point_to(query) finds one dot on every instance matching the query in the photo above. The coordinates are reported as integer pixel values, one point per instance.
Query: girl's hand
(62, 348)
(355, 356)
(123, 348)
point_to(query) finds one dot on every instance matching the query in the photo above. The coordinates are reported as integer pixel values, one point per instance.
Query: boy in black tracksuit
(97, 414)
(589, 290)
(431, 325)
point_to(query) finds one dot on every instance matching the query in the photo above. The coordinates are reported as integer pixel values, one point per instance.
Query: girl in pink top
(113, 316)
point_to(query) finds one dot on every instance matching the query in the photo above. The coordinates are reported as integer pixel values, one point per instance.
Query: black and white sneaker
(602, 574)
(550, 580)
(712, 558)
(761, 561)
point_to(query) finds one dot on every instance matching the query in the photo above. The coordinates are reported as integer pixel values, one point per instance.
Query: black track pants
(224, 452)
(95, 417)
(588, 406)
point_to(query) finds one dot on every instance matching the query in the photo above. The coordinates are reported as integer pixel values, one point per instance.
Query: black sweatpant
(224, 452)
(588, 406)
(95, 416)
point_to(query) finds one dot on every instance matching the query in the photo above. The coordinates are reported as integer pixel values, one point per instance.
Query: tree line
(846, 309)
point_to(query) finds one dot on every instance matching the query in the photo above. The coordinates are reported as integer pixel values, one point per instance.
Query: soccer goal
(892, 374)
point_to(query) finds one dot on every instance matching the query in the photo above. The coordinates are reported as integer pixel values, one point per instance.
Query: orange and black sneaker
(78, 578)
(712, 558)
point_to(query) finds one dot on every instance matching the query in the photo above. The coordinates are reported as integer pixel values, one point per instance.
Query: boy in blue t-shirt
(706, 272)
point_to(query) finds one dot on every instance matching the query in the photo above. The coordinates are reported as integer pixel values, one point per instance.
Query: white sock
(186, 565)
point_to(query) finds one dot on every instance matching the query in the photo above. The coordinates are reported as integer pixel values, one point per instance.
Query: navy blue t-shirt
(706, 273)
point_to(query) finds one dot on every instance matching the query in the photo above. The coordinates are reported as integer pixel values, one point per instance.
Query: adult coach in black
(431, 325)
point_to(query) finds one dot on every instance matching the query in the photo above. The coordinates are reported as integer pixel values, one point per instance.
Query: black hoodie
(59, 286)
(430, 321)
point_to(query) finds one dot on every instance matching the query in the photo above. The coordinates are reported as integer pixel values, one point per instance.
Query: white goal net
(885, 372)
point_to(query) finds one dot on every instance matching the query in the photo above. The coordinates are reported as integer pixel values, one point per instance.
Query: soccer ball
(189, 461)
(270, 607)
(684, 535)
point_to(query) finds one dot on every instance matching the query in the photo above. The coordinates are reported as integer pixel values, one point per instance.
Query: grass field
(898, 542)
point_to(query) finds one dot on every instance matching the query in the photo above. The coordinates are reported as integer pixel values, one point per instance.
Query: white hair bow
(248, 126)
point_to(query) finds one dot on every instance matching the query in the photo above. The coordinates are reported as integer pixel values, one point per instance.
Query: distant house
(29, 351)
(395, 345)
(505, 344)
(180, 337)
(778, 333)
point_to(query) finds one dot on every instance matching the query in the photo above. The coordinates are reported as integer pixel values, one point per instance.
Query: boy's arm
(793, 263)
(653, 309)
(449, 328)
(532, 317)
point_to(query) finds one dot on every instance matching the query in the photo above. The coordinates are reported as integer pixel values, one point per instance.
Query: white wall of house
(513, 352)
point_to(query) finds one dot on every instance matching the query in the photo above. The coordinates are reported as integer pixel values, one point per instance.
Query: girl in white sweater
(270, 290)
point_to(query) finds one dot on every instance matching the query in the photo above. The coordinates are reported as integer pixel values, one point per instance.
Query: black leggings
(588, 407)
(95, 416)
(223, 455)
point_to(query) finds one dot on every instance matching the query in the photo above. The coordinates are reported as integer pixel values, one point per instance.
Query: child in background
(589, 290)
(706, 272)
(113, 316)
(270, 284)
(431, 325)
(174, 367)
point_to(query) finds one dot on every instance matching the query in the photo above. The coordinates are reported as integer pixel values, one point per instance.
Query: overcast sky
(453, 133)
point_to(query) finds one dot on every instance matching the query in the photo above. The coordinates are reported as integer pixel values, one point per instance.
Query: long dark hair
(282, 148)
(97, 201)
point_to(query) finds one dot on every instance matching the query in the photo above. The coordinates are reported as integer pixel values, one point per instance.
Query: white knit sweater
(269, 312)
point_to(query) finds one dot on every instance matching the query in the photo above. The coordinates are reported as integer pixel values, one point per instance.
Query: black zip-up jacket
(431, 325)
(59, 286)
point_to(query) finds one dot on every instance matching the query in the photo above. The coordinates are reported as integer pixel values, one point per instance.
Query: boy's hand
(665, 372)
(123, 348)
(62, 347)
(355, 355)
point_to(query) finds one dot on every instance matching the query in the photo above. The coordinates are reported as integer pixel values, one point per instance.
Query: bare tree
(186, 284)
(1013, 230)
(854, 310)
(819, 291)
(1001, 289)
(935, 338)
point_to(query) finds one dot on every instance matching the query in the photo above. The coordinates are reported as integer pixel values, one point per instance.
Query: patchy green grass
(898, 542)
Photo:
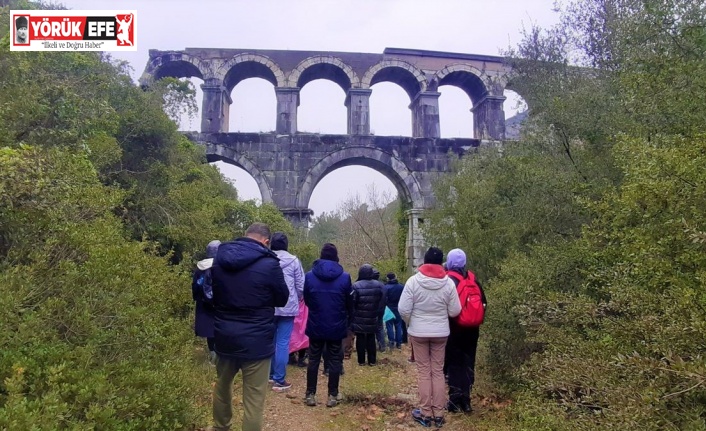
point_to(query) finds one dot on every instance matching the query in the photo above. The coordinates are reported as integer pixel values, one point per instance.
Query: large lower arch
(390, 166)
(411, 79)
(217, 152)
(323, 67)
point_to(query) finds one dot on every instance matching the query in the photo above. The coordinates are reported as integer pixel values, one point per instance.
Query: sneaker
(424, 421)
(453, 407)
(281, 386)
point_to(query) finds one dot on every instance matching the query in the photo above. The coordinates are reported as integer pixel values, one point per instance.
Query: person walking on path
(368, 309)
(393, 291)
(327, 293)
(248, 284)
(299, 342)
(380, 333)
(428, 300)
(202, 293)
(284, 316)
(462, 343)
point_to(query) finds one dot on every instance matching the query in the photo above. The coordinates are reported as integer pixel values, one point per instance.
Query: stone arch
(323, 67)
(466, 77)
(387, 164)
(219, 152)
(177, 65)
(399, 72)
(244, 66)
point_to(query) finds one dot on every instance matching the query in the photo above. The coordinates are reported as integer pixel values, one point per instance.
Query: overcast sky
(369, 26)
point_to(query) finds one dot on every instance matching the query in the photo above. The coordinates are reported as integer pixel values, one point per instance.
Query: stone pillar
(299, 217)
(489, 118)
(425, 115)
(415, 239)
(287, 103)
(358, 104)
(216, 106)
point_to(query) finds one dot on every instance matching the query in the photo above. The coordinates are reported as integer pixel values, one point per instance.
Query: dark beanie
(329, 252)
(21, 22)
(434, 255)
(279, 241)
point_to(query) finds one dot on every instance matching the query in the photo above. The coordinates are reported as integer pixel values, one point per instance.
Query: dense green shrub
(92, 325)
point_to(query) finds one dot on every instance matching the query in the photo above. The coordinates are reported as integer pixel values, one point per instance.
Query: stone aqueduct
(287, 164)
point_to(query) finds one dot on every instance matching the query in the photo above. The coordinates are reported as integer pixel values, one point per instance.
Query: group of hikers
(255, 306)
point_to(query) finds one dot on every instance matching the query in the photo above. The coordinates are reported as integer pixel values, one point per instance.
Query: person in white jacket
(284, 316)
(428, 300)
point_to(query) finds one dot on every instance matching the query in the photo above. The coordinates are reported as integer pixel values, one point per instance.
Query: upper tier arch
(247, 65)
(323, 67)
(407, 76)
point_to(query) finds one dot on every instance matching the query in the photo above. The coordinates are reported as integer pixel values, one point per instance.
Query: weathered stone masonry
(287, 165)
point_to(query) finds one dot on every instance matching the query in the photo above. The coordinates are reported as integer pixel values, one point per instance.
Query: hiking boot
(418, 417)
(281, 386)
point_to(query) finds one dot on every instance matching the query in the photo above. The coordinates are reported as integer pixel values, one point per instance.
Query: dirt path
(376, 399)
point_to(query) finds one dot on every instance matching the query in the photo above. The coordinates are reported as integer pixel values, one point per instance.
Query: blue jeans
(283, 332)
(394, 331)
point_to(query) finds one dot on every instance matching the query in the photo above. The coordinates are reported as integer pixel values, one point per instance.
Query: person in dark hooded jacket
(248, 284)
(368, 309)
(327, 293)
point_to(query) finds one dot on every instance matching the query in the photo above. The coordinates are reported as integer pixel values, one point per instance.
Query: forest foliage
(103, 207)
(590, 231)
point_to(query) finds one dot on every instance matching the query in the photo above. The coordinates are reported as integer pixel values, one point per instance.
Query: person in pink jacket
(428, 300)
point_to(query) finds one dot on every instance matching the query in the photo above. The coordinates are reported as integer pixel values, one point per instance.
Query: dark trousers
(365, 342)
(461, 362)
(394, 330)
(334, 358)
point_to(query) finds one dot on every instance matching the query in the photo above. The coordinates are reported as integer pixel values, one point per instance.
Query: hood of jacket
(285, 258)
(241, 253)
(366, 272)
(431, 277)
(205, 264)
(326, 269)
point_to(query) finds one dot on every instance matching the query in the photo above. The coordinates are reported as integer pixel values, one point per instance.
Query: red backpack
(472, 311)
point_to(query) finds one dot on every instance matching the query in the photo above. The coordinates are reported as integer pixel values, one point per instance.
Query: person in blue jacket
(327, 293)
(248, 283)
(201, 291)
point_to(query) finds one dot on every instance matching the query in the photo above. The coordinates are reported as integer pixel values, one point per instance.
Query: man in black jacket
(248, 284)
(368, 309)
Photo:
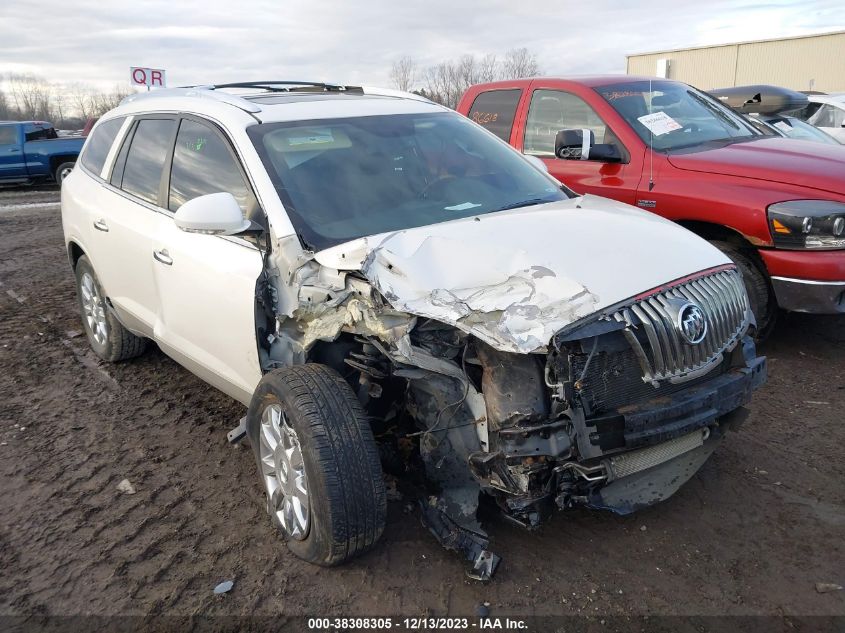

____________

# EXERCISE PROMPT
Return each line above that contains the string "grass". Case counts.

# WRITTEN RESPONSE
Query: grass field
Query: patchy green grass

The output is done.